Instructions for the task:
Each record is to be duplicated exactly, with nothing added.

(Dataset entries)
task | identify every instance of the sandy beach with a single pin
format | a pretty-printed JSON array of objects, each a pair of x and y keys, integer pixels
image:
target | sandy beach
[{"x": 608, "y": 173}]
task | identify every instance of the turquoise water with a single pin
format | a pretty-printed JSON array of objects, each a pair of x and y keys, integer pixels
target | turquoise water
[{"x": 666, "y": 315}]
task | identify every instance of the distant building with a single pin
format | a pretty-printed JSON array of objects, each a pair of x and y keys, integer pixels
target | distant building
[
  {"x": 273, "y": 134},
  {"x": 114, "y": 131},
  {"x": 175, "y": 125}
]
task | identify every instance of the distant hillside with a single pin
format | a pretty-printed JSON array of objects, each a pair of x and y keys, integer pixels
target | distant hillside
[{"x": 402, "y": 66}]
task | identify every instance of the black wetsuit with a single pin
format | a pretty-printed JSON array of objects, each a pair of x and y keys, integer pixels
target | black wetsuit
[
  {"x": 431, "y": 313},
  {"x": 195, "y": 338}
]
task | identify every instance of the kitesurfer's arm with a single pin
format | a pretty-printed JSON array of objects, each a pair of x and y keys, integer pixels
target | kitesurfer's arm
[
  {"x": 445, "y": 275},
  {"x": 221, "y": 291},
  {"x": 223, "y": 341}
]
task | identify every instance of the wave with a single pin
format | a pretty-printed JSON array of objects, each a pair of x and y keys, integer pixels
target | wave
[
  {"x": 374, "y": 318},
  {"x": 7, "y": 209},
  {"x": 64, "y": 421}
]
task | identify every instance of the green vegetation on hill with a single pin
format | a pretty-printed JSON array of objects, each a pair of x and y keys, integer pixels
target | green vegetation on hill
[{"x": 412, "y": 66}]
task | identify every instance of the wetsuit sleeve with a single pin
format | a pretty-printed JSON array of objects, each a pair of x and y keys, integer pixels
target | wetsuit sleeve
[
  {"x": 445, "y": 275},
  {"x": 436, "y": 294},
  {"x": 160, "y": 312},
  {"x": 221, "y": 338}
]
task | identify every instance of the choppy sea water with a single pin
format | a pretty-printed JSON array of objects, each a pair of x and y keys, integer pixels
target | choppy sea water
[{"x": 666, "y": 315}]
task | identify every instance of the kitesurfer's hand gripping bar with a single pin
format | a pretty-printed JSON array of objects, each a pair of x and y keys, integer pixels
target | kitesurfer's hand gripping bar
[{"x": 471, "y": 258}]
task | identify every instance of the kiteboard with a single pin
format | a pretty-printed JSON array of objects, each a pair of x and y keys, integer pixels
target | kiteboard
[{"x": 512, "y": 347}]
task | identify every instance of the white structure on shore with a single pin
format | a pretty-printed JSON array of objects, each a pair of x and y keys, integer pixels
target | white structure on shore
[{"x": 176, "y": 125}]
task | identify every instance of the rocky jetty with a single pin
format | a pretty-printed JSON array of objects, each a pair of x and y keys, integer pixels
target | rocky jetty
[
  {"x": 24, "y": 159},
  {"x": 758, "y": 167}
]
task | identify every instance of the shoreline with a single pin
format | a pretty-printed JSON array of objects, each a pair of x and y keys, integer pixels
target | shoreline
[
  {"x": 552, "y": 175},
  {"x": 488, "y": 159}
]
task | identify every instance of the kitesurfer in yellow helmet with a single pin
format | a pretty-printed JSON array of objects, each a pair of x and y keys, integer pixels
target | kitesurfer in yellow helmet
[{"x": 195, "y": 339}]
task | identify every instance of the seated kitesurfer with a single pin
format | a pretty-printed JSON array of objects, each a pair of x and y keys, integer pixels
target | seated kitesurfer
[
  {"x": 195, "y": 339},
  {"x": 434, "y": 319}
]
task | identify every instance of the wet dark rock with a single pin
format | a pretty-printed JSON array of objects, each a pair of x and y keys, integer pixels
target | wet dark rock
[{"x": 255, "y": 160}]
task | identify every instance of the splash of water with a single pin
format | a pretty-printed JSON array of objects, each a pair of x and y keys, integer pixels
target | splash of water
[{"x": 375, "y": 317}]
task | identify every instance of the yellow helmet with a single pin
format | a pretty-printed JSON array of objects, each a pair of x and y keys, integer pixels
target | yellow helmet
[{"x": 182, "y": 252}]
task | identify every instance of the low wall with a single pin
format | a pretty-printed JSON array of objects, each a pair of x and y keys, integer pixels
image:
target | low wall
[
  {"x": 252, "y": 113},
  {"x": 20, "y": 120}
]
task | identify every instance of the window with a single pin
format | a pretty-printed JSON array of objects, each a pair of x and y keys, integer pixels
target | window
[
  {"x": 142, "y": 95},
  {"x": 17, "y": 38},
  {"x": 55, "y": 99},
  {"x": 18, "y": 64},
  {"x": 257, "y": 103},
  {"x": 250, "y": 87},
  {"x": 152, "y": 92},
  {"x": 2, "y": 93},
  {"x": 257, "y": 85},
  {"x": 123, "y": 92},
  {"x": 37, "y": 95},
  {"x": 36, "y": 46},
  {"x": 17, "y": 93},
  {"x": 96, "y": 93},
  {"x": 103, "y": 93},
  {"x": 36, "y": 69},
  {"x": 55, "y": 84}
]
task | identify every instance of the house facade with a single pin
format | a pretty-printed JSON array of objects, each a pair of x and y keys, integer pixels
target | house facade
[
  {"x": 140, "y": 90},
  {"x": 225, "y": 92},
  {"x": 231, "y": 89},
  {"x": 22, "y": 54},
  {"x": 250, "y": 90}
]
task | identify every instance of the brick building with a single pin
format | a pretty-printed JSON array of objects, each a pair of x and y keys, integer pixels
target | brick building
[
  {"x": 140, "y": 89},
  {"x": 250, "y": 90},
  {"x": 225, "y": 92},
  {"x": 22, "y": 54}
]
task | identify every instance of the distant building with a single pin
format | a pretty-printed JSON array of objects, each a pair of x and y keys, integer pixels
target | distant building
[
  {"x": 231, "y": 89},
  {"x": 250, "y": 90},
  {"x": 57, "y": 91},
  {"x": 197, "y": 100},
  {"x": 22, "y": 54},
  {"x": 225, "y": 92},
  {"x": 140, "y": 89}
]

Output below:
task | identify every instance of the sandy beach with a single pin
format | a pretty-printed JSON array of objects, each a pair of x and y keys, integer pixels
image:
target | sandy beach
[{"x": 608, "y": 173}]
task | identify every instance of the turquoise water with a single pin
format | a pretty-printed JSON array of objects, each a pair of x and y keys, integer pixels
target | turquoise water
[{"x": 666, "y": 315}]
task | identify every instance of the distant building with a single pin
format | a pretty-printed JSON array of objects, each a pair of x and y keys, integer pixels
target | distant building
[
  {"x": 273, "y": 134},
  {"x": 114, "y": 131},
  {"x": 175, "y": 125}
]
task | identify every instance of the distant hillside with a single pin
format | a pretty-printed JSON array of objects, each a pair of x and y keys, integer pixels
target | distant hillside
[{"x": 402, "y": 66}]
task | identify every instance of the black wetsuit with a single pin
format | a pretty-printed JSON array of objects, each a pair of x and y keys, integer pixels
target | black wetsuit
[
  {"x": 431, "y": 313},
  {"x": 195, "y": 338}
]
task | identify every instance of the kitesurfer's arm with a single pin
format | a pretty-printed JSON array of objects, each a pair of x and y keys, integer pixels
target | kitesurfer's arm
[
  {"x": 445, "y": 275},
  {"x": 221, "y": 291},
  {"x": 223, "y": 341}
]
task | identify every instance of the wave with a single pin
format | a pretty-printed JSON array of objects, each a pair of x and y keys, integer pixels
target | wave
[
  {"x": 374, "y": 318},
  {"x": 7, "y": 209},
  {"x": 64, "y": 421}
]
task | identify every instance of the green vegetation on hill with a single pin
format | a pretty-printed JSON array of objects, each a pair of x and y keys, integer pixels
target | green vegetation on hill
[{"x": 412, "y": 66}]
task | identify every instance of the wetsuit sleeve with a single pin
format | a pretty-printed JSON array of objects, each a pair of x and y keys, integer pixels
target | wetsuit sleeve
[
  {"x": 445, "y": 275},
  {"x": 436, "y": 294},
  {"x": 160, "y": 312},
  {"x": 221, "y": 338}
]
task | identify every instance of the choppy sea water with a single pin
format | a pretty-printed JSON array of objects, each a pair of x and y keys, integer pixels
target | choppy sea water
[{"x": 666, "y": 315}]
task | identify every instance of the kitesurfer's hand gripping bar with a single pin
format | a pretty-printed JSON array of objects, each a pair of x and y keys, integer pixels
target | kitesurfer's hand gripping bar
[{"x": 471, "y": 258}]
task | identify every instance of the kiteboard with a single pin
format | a pretty-printed JSON array of objects, each a pair of x and y keys, integer pixels
target | kiteboard
[{"x": 512, "y": 347}]
task | identify every instance of the white structure on shore with a single pin
format | a pretty-printed JSON array of objects, each a pair of x and y keys, integer pixels
target | white structure on shore
[{"x": 176, "y": 125}]
task | identify every instance of the rocky jetty with a single pin
format | a pretty-printed JSON array of objects, each a pair of x and y keys, integer pixels
target | rocky jetty
[
  {"x": 24, "y": 159},
  {"x": 758, "y": 167}
]
task | identify every instance of the shoreline with a single pin
format | a pretty-printed JSON array of objects, each a pair of x and y keys, integer pixels
target | shoreline
[
  {"x": 552, "y": 175},
  {"x": 488, "y": 159}
]
task | identify every instance of the kitesurfer in yellow helmet with a single pin
format | a pretty-printed JSON array of objects, each a pair of x and y keys, integer pixels
target | kitesurfer in yellow helmet
[{"x": 195, "y": 339}]
task | identify every instance of the seated kitesurfer with a single pin
format | a pretty-printed JSON array of objects, each a pair of x and y keys, integer pixels
target | seated kitesurfer
[
  {"x": 195, "y": 339},
  {"x": 434, "y": 319}
]
task | identify every instance of the wet dark rock with a single pin
format | a pretty-printed JSON array of objects, each a pair of x and y keys, integer pixels
target | wet dark rock
[{"x": 255, "y": 160}]
task | identify every instance of the splash of water with a single pin
format | a pretty-printed JSON array of objects, each a pair of x and y keys, integer pixels
target | splash of water
[{"x": 375, "y": 317}]
task | identify every instance of the yellow helmet with a single pin
format | a pretty-printed JSON array of objects, each a pair of x and y keys, integer pixels
target | yellow helmet
[{"x": 182, "y": 252}]
task | identify every instance of the low wall with a single pin
format | a pretty-printed JSON array of objects, each a pair of x and y keys, integer pixels
image:
target | low wall
[
  {"x": 252, "y": 113},
  {"x": 20, "y": 120}
]
task | identify every instance of the window with a single pin
format | a pretty-printed JSON array of objects, each a pair of x and y keys, integer pixels
target | window
[
  {"x": 142, "y": 95},
  {"x": 17, "y": 38},
  {"x": 55, "y": 99},
  {"x": 18, "y": 64},
  {"x": 257, "y": 103},
  {"x": 250, "y": 87},
  {"x": 152, "y": 92},
  {"x": 2, "y": 93},
  {"x": 257, "y": 85},
  {"x": 123, "y": 92},
  {"x": 37, "y": 95},
  {"x": 36, "y": 46},
  {"x": 17, "y": 93},
  {"x": 96, "y": 93},
  {"x": 103, "y": 93},
  {"x": 36, "y": 69},
  {"x": 55, "y": 84}
]
task | identify every instance of the house facade with a single pin
format | a pretty-printed JSON array of objects, each a pair of x and y keys, integer pixels
target | house facade
[
  {"x": 140, "y": 90},
  {"x": 225, "y": 92},
  {"x": 231, "y": 89},
  {"x": 22, "y": 54},
  {"x": 250, "y": 90}
]
task | identify every instance of the brick building with a single pin
format | a pretty-printed JSON array of objects, each a pair of x and y keys, integer pixels
target | brick building
[
  {"x": 140, "y": 89},
  {"x": 250, "y": 90},
  {"x": 225, "y": 92},
  {"x": 22, "y": 54}
]
task | identify every instance of the distant building with a single pin
format | a pretty-printed JSON array of objects, each a pair of x and y keys, integer pixels
target | distant building
[
  {"x": 231, "y": 89},
  {"x": 250, "y": 90},
  {"x": 57, "y": 91},
  {"x": 197, "y": 100},
  {"x": 22, "y": 54},
  {"x": 225, "y": 92},
  {"x": 140, "y": 89}
]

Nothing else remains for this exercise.